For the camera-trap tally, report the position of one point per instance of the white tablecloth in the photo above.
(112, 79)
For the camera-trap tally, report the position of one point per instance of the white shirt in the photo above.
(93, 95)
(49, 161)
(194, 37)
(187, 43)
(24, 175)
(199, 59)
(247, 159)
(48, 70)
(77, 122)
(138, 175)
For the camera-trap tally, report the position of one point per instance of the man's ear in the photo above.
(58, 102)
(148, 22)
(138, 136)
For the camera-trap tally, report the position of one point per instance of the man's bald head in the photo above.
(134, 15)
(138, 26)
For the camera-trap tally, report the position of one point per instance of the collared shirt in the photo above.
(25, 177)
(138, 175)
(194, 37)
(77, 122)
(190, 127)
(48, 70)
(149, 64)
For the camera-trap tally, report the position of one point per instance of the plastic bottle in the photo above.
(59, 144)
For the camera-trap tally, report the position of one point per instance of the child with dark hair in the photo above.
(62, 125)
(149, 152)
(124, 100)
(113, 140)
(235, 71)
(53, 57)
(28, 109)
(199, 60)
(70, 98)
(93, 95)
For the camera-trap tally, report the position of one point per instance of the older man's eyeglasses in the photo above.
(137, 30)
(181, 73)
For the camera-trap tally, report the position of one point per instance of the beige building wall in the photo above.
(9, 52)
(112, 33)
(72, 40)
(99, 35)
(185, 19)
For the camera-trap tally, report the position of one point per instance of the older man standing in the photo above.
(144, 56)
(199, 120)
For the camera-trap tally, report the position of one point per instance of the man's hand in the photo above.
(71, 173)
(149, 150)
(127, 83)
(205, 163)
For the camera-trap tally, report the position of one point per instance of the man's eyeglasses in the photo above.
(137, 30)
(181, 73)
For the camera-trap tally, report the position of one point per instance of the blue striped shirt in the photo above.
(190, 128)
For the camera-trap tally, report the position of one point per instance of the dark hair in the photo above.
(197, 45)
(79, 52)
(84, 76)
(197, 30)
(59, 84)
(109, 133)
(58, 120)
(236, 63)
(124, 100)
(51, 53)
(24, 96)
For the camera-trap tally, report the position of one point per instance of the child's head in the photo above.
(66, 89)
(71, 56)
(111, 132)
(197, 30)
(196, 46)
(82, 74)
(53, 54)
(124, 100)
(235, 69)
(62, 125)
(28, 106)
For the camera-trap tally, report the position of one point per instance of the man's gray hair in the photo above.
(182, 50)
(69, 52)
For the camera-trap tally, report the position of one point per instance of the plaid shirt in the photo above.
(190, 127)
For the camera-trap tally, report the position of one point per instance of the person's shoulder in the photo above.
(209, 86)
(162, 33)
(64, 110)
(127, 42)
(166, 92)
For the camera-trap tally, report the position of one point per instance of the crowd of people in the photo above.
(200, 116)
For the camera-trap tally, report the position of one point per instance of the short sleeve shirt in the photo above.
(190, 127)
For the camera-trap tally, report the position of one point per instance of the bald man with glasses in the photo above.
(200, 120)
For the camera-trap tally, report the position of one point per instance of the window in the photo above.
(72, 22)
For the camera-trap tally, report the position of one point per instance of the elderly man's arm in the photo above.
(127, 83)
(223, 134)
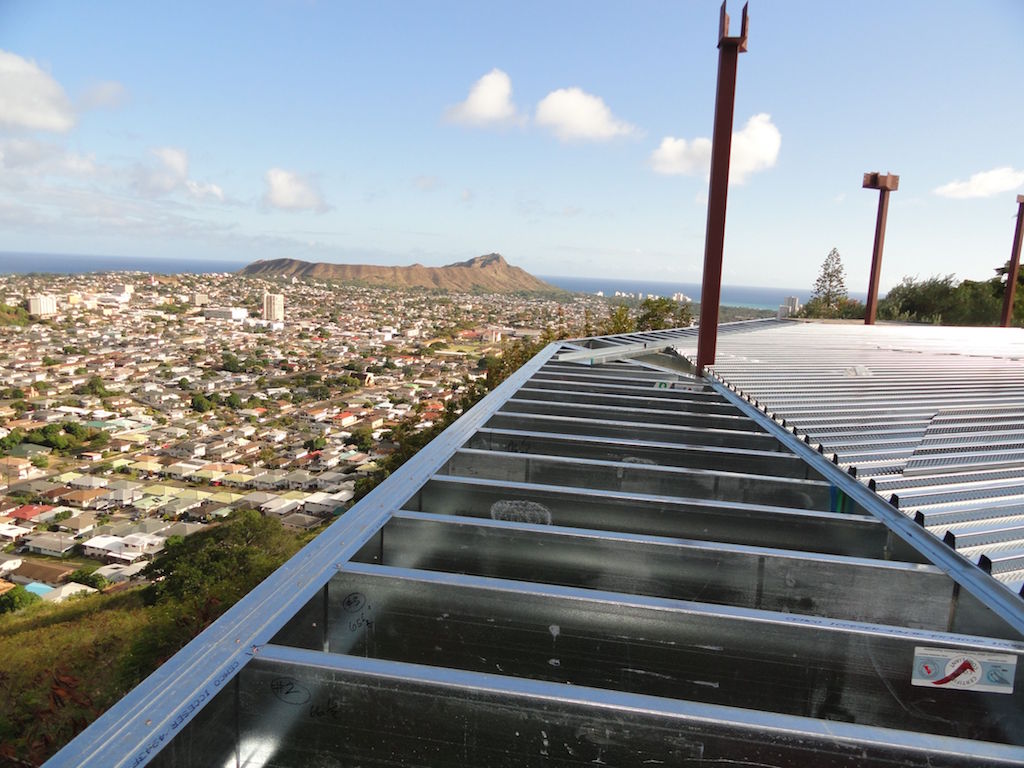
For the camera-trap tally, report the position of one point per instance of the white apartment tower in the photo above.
(273, 307)
(42, 306)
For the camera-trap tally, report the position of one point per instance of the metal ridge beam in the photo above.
(1001, 601)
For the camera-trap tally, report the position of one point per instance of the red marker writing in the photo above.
(965, 666)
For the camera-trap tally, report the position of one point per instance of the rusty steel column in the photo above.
(1015, 265)
(886, 184)
(729, 49)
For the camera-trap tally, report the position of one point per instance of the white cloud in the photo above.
(677, 156)
(174, 160)
(105, 94)
(202, 190)
(488, 102)
(983, 184)
(290, 192)
(754, 148)
(172, 175)
(572, 114)
(31, 98)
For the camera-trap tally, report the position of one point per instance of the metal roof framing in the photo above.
(604, 561)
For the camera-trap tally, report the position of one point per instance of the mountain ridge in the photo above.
(489, 272)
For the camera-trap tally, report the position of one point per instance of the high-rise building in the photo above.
(273, 307)
(42, 306)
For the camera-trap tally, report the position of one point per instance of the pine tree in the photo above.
(829, 288)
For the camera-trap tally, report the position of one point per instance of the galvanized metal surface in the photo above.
(609, 563)
(931, 418)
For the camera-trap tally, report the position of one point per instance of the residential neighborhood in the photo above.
(137, 408)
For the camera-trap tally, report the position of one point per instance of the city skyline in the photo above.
(570, 138)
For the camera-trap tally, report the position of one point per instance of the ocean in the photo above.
(747, 296)
(12, 262)
(23, 263)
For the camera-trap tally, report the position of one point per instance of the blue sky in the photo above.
(566, 136)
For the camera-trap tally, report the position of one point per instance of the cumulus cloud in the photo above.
(290, 192)
(984, 184)
(573, 114)
(677, 156)
(31, 98)
(488, 102)
(754, 148)
(170, 175)
(105, 94)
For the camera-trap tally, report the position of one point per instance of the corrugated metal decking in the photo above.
(932, 416)
(605, 561)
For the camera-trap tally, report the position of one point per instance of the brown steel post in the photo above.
(1015, 265)
(729, 49)
(885, 184)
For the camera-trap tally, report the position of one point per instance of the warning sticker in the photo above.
(944, 668)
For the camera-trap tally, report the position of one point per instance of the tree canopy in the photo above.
(830, 298)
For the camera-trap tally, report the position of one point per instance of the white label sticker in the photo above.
(964, 670)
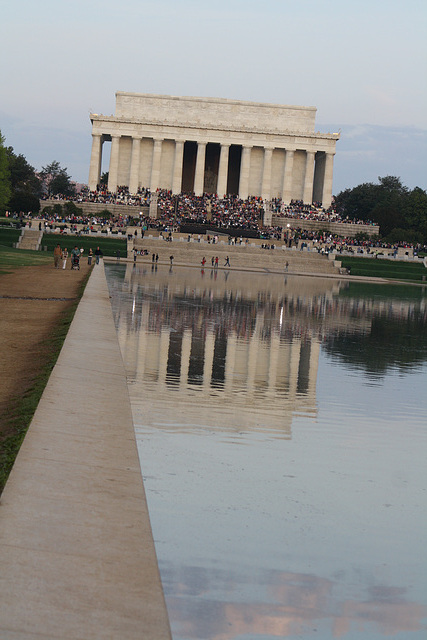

*EXERCISE:* Arrange all of the records above as a Markdown table with the columns "Row" and "Line," numbering each line and omitting blank lines. Leave the pictures out of your answer.

*WRITTEN REPLY:*
| Row | Line |
|---|---|
| 1 | For the camera-trap tally, report the position of one point per instance of the white tablecloth in the photo above. |
| 2 | (112, 79) |
| 3 | For the camera-trap tally, report the position of one point per instance of the white shirt in the photo above. |
| 4 | (93, 95) |
| 5 | (49, 161) |
| 6 | (194, 37) |
| 7 | (187, 43) |
| 8 | (24, 175) |
| 9 | (199, 59) |
| 10 | (247, 159) |
| 11 | (48, 70) |
| 12 | (77, 122) |
| 13 | (138, 175) |
| 14 | For the camera-trap tally, report the position of one point per instance of the man's ear in the photo above. |
| 15 | (58, 102) |
| 16 | (148, 22) |
| 17 | (138, 136) |
| 18 | For the camera-trap tally, report the position of one point per instance of the man's bald head in the photo above. |
| 19 | (134, 15) |
| 20 | (138, 26) |
| 21 | For the camera-trap tally, report the position of one point per instance of the collared shirt in the photo above. |
| 22 | (25, 177) |
| 23 | (138, 175) |
| 24 | (194, 37) |
| 25 | (77, 122) |
| 26 | (190, 127) |
| 27 | (48, 70) |
| 28 | (149, 64) |
| 29 | For the camera-trap tally, report the position of one point per instance of the plastic bottle in the photo above. |
| 30 | (59, 144) |
| 31 | For the camera-trap tally, report the position of one point per instance of the child with dark hair in the photo above. |
| 32 | (62, 125) |
| 33 | (149, 152) |
| 34 | (124, 100) |
| 35 | (113, 140) |
| 36 | (235, 71) |
| 37 | (53, 57) |
| 38 | (28, 109) |
| 39 | (199, 60) |
| 40 | (70, 98) |
| 41 | (93, 95) |
| 42 | For the camera-trap tally, report the position of one point per instance of the older man's eyeglasses in the photo above. |
| 43 | (137, 30) |
| 44 | (181, 73) |
| 45 | For the camera-trap tally, report the position of one point per instance of the beige building wall in the photo above. |
| 46 | (9, 52) |
| 47 | (112, 33) |
| 48 | (72, 40) |
| 49 | (99, 35) |
| 50 | (185, 19) |
| 51 | For the camera-trap tally, report the position of one point per instance of the older man standing in the photo above. |
| 52 | (144, 56) |
| 53 | (199, 120) |
| 54 | For the camera-trap tally, report the position of one point per instance of the man's hand in the photo above. |
| 55 | (71, 173) |
| 56 | (149, 150) |
| 57 | (127, 83) |
| 58 | (205, 163) |
| 59 | For the camera-trap tally, report the position of one point per instance of the man's eyeglasses in the photo above. |
| 60 | (137, 30) |
| 61 | (181, 73) |
| 62 | For the camera-trap tally, report the position of one point per instance of the blue striped shirt in the photo above. |
| 63 | (190, 128) |
| 64 | For the camera-trap tally, report the position of one point per instance of the dark hair in the photo above. |
| 65 | (197, 45) |
| 66 | (79, 52) |
| 67 | (84, 76) |
| 68 | (197, 30) |
| 69 | (59, 84) |
| 70 | (109, 133) |
| 71 | (58, 120) |
| 72 | (236, 63) |
| 73 | (124, 100) |
| 74 | (51, 53) |
| 75 | (24, 96) |
| 76 | For the camera-trap tally, report the position of one point per instance of the child's head in the photo above. |
| 77 | (66, 89) |
| 78 | (71, 56) |
| 79 | (111, 132) |
| 80 | (197, 30) |
| 81 | (196, 46) |
| 82 | (82, 74) |
| 83 | (53, 54) |
| 84 | (124, 100) |
| 85 | (235, 69) |
| 86 | (62, 125) |
| 87 | (28, 106) |
| 88 | For the camera-trap tally, report the position of one point per instance of the man's gray hair in the photo above. |
| 89 | (182, 50) |
| 90 | (69, 52) |
| 91 | For the camera-trap tally, report the position of one point per instance of the plaid shirt in the photo above. |
| 92 | (190, 127) |
| 93 | For the camera-trap tally, report the position of one point per instance of the person's shoulder in the photo above. |
| 94 | (209, 86) |
| 95 | (162, 33) |
| 96 | (64, 110) |
| 97 | (127, 42) |
| 98 | (166, 92) |
| 99 | For the camera-trap tally, report the position of one point per instance of the crowd of people in the photo above. |
| 100 | (200, 116) |
| 101 | For the camera-trap tally, report the position of one point per instance of the short sleeve shirt in the photo above. |
| 102 | (190, 127) |
| 103 | For the camera-trap tally, report the position of one point per instance of the bald man with glasses in the photo above. |
| 104 | (200, 120) |
| 105 | For the camera-trap tally, report the position of one point per instance of the window in the photo above. |
| 106 | (72, 22) |
| 107 | For the camera-trap tally, report the position of one point per instance of the elderly man's arm in the photo above. |
| 108 | (127, 83) |
| 109 | (223, 134) |
| 110 | For the camera-trap tally, report the position of one point per instance of the white apartment tower in the photo above. |
| 111 | (273, 307) |
| 112 | (42, 306) |
| 113 | For the camera-trap tally, report the position of one point per instance of the metal ridge beam in the photo above. |
| 114 | (1001, 601) |
| 115 | For the camera-trap tally, report the position of one point per instance of the red marker writing in the photo above. |
| 116 | (965, 666) |
| 117 | For the camera-trap tally, report the position of one point per instance of the rusty steel column in the photo above. |
| 118 | (1015, 265) |
| 119 | (886, 184) |
| 120 | (729, 49) |
| 121 | For the camera-trap tally, report the position of one point per instance of the white cloud in the photo above. |
| 122 | (677, 156) |
| 123 | (174, 160) |
| 124 | (105, 94) |
| 125 | (202, 190) |
| 126 | (488, 102) |
| 127 | (983, 184) |
| 128 | (290, 192) |
| 129 | (754, 148) |
| 130 | (172, 175) |
| 131 | (572, 114) |
| 132 | (31, 98) |
| 133 | For the camera-trap tally, report the position of one point per instance of the metal roof framing in the photo above. |
| 134 | (604, 561) |
| 135 | For the camera-trap tally, report the position of one point per instance of the mountain ridge in the photo above. |
| 136 | (489, 272) |
| 137 | For the camera-trap tally, report the position of one point per instance of the high-rise building in the photo above. |
| 138 | (273, 307) |
| 139 | (42, 306) |
| 140 | For the camera-trap tally, report the position of one point per instance of the pine tree in the photo above. |
| 141 | (829, 288) |
| 142 | For the camera-trap tally, report the position of one point per instance of the galvanized metal surface in the photo above. |
| 143 | (609, 563) |
| 144 | (931, 418) |
| 145 | For the camera-trap tally, report the position of one point per instance of the residential neighborhood in the photo above. |
| 146 | (137, 408) |
| 147 | For the camera-trap tally, report the position of one point per instance of the city skyline in the photo above. |
| 148 | (570, 138) |
| 149 | For the camera-trap tally, report the position of one point per instance of the ocean in the photo above. |
| 150 | (747, 296) |
| 151 | (12, 262) |
| 152 | (23, 263) |
| 153 | For the camera-trap tally, report the position of one point per instance of the blue sky in the photo above. |
| 154 | (566, 136) |
| 155 | For the camera-trap tally, report the position of one point per instance of the cumulus cloud in the photo above. |
| 156 | (290, 192) |
| 157 | (984, 184) |
| 158 | (573, 114) |
| 159 | (677, 156) |
| 160 | (31, 98) |
| 161 | (488, 102) |
| 162 | (754, 148) |
| 163 | (170, 175) |
| 164 | (105, 94) |
| 165 | For the camera-trap tally, report the position of one point per instance of the corrugated metal decking in the photo above. |
| 166 | (932, 416) |
| 167 | (605, 561) |
| 168 | For the camera-trap tally, report the position of one point per instance of the brown steel post in the photo above. |
| 169 | (1015, 265) |
| 170 | (729, 49) |
| 171 | (885, 184) |
| 172 | For the camera-trap tally, report the position of one point per instance of the warning sticker in the photo above. |
| 173 | (944, 668) |
| 174 | For the camera-trap tally, report the position of one point per instance of the tree canopy in the photo above. |
| 175 | (830, 298) |
| 176 | For the camera-trap tally, report the position of one point per instance of the white label sticker in the photo above. |
| 177 | (964, 670) |